> **ACTION ITEM**:
In the RLZero paper entry, what kind of interactions is the pretrained RL agent trained with?

> **EXERCISE TEXT**:
--- START ---

RLZero: Direct Policy Inference from Language Without In-Domain Supervision
- URL: http://arxiv.org/abs/2412.05718v2
- Date: Sun, 01 Jun 2025 15:15:39 GMT
- Title: RLZero: Direct Policy Inference from Language Without In-Domain Supervision
- Authors: Harshit Sikchi, Siddhant Agarwal, Pranaya Jajoo, Samyak Parajuli, Caleb Chuck, Max Rudolph, Peter Stone, Amy Zhang, Scott Niekum,
- Abstract summary: Natural language offers an intuitive alternative for instructing reinforcement learning agents.<n>We present a new approach that uses a pretrained RL agent trained using unlabeled, offline interactions.<n>We show that components of RL can be used to generate policies zeroshot from cross-embodied videos.

--- END ---

> **SUPPLIED INFORMATION**:
--- START ---

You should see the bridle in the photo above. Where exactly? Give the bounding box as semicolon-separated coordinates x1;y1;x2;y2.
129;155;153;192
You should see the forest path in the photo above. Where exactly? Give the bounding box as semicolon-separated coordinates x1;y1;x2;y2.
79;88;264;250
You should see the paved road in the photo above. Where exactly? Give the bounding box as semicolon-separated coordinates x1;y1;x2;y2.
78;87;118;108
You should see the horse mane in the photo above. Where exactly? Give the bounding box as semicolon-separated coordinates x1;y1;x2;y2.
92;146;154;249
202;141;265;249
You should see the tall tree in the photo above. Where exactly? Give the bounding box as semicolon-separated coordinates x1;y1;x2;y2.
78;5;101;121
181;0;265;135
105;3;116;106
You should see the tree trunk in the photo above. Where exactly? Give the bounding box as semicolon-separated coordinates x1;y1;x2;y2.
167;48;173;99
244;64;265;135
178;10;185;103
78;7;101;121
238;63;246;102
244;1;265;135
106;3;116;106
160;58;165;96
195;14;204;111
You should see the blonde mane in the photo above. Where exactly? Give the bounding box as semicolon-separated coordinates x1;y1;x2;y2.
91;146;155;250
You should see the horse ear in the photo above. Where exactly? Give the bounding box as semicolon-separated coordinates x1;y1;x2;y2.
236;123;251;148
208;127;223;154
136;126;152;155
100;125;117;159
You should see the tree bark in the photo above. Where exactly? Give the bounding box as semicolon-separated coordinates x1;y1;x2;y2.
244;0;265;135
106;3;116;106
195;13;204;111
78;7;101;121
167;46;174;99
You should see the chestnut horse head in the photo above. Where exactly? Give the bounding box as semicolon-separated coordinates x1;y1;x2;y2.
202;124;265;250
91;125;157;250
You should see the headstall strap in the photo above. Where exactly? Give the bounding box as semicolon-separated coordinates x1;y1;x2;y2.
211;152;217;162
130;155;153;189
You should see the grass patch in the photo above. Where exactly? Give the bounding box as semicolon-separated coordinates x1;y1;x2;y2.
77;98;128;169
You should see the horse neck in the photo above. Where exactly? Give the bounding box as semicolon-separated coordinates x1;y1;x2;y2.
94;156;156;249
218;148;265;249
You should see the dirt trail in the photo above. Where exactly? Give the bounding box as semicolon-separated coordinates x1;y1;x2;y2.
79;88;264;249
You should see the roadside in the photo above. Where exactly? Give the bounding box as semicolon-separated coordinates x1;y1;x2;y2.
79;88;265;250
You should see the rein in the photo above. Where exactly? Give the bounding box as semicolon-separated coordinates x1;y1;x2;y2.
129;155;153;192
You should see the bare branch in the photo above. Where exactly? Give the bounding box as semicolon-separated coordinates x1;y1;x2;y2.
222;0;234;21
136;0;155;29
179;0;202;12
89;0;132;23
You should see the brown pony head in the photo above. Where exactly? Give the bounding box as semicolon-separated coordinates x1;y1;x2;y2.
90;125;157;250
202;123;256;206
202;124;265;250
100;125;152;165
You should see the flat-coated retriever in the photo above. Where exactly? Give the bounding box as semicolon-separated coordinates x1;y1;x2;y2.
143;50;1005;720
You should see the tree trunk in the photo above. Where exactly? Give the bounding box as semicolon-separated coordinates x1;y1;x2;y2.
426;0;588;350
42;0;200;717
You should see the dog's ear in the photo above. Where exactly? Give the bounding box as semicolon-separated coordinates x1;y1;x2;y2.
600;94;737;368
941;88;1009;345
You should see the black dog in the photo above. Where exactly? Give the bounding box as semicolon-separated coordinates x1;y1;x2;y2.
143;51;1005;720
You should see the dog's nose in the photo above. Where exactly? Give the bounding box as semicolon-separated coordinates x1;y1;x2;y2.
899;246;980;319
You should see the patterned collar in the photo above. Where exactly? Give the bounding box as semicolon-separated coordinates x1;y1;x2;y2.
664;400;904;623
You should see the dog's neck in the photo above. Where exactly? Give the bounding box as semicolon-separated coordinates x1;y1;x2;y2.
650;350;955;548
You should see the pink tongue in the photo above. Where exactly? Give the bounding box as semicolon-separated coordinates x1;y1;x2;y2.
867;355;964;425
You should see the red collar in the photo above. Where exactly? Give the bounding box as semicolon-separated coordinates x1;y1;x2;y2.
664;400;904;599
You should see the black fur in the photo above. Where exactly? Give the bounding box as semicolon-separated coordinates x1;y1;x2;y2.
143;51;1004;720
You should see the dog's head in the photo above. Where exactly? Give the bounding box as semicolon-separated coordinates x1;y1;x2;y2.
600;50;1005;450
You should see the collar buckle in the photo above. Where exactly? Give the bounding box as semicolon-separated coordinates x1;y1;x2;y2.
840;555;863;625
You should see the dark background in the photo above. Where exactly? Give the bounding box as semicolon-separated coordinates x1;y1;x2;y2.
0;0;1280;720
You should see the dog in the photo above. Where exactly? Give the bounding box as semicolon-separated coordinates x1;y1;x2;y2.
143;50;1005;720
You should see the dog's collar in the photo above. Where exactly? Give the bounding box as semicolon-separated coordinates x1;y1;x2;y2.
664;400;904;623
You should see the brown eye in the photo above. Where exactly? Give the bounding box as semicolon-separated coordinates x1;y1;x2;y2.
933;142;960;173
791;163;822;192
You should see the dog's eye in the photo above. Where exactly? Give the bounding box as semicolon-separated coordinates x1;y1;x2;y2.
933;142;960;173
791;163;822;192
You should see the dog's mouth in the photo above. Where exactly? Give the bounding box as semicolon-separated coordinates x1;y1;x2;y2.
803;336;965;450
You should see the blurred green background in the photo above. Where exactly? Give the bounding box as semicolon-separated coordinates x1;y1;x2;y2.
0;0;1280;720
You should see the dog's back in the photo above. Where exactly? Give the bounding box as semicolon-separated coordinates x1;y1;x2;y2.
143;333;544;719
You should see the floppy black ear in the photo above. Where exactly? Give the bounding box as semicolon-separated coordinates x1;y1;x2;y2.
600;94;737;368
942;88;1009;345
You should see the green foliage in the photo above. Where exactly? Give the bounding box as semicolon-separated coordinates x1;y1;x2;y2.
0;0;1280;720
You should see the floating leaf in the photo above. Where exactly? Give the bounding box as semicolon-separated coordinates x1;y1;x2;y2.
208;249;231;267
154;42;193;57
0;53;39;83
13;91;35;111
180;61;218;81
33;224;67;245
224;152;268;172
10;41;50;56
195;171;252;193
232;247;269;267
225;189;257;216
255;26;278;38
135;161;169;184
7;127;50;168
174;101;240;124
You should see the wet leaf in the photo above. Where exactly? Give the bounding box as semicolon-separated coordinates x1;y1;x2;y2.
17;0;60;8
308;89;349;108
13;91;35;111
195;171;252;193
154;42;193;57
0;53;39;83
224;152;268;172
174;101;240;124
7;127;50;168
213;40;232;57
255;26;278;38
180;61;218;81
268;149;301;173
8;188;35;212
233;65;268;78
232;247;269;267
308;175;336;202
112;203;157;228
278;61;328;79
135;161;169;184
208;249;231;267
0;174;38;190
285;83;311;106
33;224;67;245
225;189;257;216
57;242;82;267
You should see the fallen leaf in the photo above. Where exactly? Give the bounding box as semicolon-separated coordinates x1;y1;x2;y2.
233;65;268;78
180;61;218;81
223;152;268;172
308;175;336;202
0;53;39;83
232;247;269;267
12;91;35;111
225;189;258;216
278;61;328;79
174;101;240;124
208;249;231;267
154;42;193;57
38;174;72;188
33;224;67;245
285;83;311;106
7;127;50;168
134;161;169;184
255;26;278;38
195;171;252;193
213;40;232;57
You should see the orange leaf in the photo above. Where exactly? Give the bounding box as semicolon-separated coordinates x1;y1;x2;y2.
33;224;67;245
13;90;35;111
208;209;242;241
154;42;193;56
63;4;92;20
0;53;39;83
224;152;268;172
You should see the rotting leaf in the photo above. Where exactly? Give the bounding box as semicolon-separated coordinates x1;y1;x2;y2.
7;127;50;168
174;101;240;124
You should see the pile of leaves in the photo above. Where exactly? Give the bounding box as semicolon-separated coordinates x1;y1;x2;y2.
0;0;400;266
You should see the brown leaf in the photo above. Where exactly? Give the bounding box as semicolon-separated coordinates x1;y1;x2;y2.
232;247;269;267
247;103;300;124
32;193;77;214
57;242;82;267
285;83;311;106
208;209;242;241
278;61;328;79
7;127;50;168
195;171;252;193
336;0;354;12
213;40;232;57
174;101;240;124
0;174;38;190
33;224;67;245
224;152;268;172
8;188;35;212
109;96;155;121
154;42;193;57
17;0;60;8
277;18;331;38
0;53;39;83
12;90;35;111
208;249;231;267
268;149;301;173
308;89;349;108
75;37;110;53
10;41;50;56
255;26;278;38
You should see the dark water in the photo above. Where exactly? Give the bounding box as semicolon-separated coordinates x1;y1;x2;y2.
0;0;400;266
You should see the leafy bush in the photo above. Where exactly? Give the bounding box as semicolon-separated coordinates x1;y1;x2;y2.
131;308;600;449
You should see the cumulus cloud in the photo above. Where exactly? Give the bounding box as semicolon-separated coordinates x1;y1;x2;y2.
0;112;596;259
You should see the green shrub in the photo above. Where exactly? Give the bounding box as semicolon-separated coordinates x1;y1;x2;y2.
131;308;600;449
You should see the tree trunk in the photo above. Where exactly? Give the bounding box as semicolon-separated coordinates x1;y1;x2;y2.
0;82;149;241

--- END ---

> **THE ANSWER**:
Unlabeled, offline interactions.